-- Set exercise --
Could you write out the items below again, starting with the line with "pecan piece, one" and going on through the final line, keeping the requests as they are but shifting every point coordinate in the answers by -54?

++++++++++++++++++++

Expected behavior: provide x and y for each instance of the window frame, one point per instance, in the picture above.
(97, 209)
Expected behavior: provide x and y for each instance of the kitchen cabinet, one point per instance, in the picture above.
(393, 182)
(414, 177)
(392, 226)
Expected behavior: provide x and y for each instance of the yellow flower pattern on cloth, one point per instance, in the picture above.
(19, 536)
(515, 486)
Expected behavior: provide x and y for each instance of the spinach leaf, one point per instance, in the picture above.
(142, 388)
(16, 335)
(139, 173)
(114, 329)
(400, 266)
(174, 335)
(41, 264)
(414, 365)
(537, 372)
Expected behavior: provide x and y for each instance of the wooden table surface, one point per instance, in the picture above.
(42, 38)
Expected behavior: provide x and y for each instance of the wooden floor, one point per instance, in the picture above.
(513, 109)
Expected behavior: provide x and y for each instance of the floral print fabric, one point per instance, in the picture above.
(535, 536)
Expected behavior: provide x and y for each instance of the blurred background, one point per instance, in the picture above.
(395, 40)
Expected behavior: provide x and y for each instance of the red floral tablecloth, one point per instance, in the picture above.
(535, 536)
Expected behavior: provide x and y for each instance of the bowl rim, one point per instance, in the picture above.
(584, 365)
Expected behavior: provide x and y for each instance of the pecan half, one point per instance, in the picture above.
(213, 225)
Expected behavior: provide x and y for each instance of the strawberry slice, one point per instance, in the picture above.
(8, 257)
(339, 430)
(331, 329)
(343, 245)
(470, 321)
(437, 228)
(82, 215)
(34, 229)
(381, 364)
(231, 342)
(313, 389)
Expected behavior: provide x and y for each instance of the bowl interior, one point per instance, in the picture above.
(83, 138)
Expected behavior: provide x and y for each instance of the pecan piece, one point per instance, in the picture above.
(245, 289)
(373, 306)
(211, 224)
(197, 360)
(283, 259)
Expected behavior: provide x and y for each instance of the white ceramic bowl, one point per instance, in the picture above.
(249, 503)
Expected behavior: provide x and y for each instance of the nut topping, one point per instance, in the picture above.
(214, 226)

++++++++++++++++++++

-- Written response --
Expected behavior: provide x and y for each instance of the pecan piece, one point per instance, in the picture above.
(191, 235)
(319, 252)
(157, 170)
(143, 306)
(229, 205)
Expected behavior: provide x and y for each instance of the white ceramic bowl, one point per instance, in the picture above.
(195, 449)
Expected behavior: provide x and y for each instance of the nut topping, one point per instance, in the picture above.
(160, 172)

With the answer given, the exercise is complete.